Composite resins are tooth-colored materials that can actually be applied to the remaining surfaces of teeth to replace lost tooth structure in such a way as to actually make them one, blending and exactly matching the physical characteristics and color of natural teeth, and actually strengthening them in the process. Most importantly, modern composites physically adhere by actually bonding to the two elements that teeth are composed of, dentin and enamel. Major advances have resulted from the study and understanding of how the crowns of teeth actually flex or give under biting force and how restorative materials can be used to the greatest effect in the way they interact. And, best yet, composites can be used to restore teeth directly — they are applied directly to the teeth in the dental office in a single appointment.
Composite resins have been advocated for decades as a means to conservatively restore minor, moderate, and even large defects in teeth caused by decay or trauma. Their indication is predicated on the need to preserve as much healthy tooth structure as possible while using these synthetic composite resin materials to completely replace and augment lost tooth structure by adhesive dentistry. The challenges involved in retaining such restorations have been resolved by bonding, the implementation of sound adhesive dental techniques,
Today’s composite resins allow restorations to replace moderate loss of tooth structure in such a way as to avoid further tooth removal.
Although 20 years ago it appeared that weaknesses in direct composite bonding involved the composite material itself, manufacturers have made vast improvements to the formulations of direct composites that have resulted in enhancements to their strength, aesthetics, and reliability.
Composite restorations generally are one-step “single-visit” procedures, carried out at the Dental and Facial Clinic by Dr Chad Hazouri. Direct composite resin restorations require technique and artistic skill to place them. They are commonly indicated for trauma to the front teeth in which portions of the enamel, or enamel and dentin of the teeth, are broken or chipped. They are most often used to restore decayed areas of the front teeth where they contact each other. They can be used to reshape teeth for closing small spaces and correcting other minor irregularities of tooth position. Composite resins are often used to repair trauma to the front teeth of younger individuals involved in contact or other sports where there is continuing risk of injury and until the person is older and the teeth more mature. In these situations, composites may have more limited longevity. In addition to wear, they may also discolor over time. When appropriate, more permanent restorations can be planned and fabricated to replace restorations that have aged and no longer appear aesthetically pleasing or have otherwise become defective.

......

Problem to work on »
List the qualities of direct composites that, according to the composite resins text, have been enhanced by manufacturers' improvements to their formulations.

......

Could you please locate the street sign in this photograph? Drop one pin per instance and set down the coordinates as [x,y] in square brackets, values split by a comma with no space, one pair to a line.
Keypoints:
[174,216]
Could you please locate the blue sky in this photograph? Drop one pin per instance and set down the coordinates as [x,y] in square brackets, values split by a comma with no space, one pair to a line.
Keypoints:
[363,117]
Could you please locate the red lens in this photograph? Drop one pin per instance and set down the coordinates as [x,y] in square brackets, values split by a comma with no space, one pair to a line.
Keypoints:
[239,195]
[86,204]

......

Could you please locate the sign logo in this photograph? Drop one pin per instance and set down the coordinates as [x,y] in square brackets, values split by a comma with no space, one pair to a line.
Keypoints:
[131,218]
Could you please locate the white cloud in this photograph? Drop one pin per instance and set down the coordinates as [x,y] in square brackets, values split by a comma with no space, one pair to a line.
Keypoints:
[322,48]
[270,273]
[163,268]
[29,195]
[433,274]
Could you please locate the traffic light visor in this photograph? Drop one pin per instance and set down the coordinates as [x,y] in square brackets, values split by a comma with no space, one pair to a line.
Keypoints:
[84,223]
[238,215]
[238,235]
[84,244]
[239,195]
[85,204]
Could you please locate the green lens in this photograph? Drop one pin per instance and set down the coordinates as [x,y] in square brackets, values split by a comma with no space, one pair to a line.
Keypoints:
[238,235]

......

Response for this exercise »
Strength, aesthetics, and reliability.